*Passage shown*:
In local papers, her childhood poems were printed readily, but the reading of Horace Greeley's "Recollections of a Busy Life," in which he had some good advice for youthful writers, caused her to determine not to be tempted to allow her doggerel to be published. When she was less than two year old, her parents removed with her to Grafton, Massachusetts. Bishop was unusually precocious, and had learned to read when only four years old. Her talent for singing also developed early, and she was in constant demand as an entertainer.

She was instructed by private tutors. In 1865, she entered the graded school at Grafton, Massachusetts, and on leaving the high school in 1875 was the first girl to complete the classical course. At the age of sixteen years, while still a school girl, she became the local editor of the Grafton Herald.

==Career==
===Teacher===
Although offered a scholarship at Wesleyan University, she decided to enter at once her chosen profession as a teacher, beginning the week following her graduation from high school. She taught in the public schools of Grafton and Sutton, Massachusetts for many years. During that time, she gave lectures quite frequently in the vicinity and often appeared in the home drama, making her greatest success as Lady Macbeth.

===Writer===
Her stories and poems were published by the Westborough Chronotype. She contributed botanical articles dealing with the flora of the section to the Worcester newspapers, and she was local correspondent for the Associated Press. As her writing became more widely known, her work appeared in The Youth's Companion, and other journals of nationwide circulation, never adopting a pen name, and rarely using her own name or initials.

Referring expression pointing data
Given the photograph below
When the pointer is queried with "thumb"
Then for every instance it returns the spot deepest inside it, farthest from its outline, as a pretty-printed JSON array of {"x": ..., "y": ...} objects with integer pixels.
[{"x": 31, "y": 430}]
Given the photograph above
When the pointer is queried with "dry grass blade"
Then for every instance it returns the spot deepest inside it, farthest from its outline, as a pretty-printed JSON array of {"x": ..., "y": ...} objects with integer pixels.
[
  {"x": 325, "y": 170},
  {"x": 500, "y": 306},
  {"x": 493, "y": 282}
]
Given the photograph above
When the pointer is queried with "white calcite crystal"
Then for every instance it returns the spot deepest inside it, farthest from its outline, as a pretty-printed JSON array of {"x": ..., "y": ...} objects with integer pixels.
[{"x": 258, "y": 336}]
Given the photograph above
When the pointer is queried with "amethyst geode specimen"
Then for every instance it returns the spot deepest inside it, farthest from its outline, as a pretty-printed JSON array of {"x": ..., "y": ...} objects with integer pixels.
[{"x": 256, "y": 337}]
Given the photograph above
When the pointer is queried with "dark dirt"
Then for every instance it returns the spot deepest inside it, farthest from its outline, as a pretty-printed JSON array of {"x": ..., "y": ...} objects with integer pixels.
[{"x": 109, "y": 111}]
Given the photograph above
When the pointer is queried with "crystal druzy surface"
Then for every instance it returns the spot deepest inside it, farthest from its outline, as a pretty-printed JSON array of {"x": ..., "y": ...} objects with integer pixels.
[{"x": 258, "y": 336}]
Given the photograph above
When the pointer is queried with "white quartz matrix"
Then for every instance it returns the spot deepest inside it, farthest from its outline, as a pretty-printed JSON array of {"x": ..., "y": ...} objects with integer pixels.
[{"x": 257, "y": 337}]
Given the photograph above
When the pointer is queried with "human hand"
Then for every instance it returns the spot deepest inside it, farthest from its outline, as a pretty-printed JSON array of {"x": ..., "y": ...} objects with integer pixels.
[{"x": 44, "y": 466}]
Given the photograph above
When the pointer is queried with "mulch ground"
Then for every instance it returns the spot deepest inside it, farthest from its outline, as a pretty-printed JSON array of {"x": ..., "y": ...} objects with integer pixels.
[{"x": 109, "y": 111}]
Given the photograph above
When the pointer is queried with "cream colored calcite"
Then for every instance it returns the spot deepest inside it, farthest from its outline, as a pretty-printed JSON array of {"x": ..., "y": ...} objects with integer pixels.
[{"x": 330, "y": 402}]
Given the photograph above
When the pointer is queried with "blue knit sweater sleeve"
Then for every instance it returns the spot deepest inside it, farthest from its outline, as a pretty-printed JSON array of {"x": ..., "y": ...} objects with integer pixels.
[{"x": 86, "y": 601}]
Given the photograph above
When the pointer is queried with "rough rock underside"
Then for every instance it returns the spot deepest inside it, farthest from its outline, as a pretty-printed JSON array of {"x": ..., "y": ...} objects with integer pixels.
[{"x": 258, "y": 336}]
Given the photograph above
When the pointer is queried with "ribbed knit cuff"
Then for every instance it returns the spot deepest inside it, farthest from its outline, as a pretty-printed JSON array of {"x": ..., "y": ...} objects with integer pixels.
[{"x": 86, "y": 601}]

*Exercise set*:
A) Using the passage about Bishop above, decide whether each statement agrees with it: (i) Bishop took up a scholarship at Wesleyan University; (ii) she taught in the public schools of Grafton and Sutton, Massachusetts; (iii) her work appeared under a pen name.
B) According to the passage about Bishop above, in which role did she have her greatest success in the home drama?

*Answers per task*:
A)
(i) No: "Although offered a scholarship at Wesleyan University, she decided to enter at once her chosen profession as a teacher"
(ii) Yes: "She taught in the public schools of Grafton and Sutton, Massachusetts for many years."
(iii) No: "never adopting a pen name"

B) Lady Macbeth.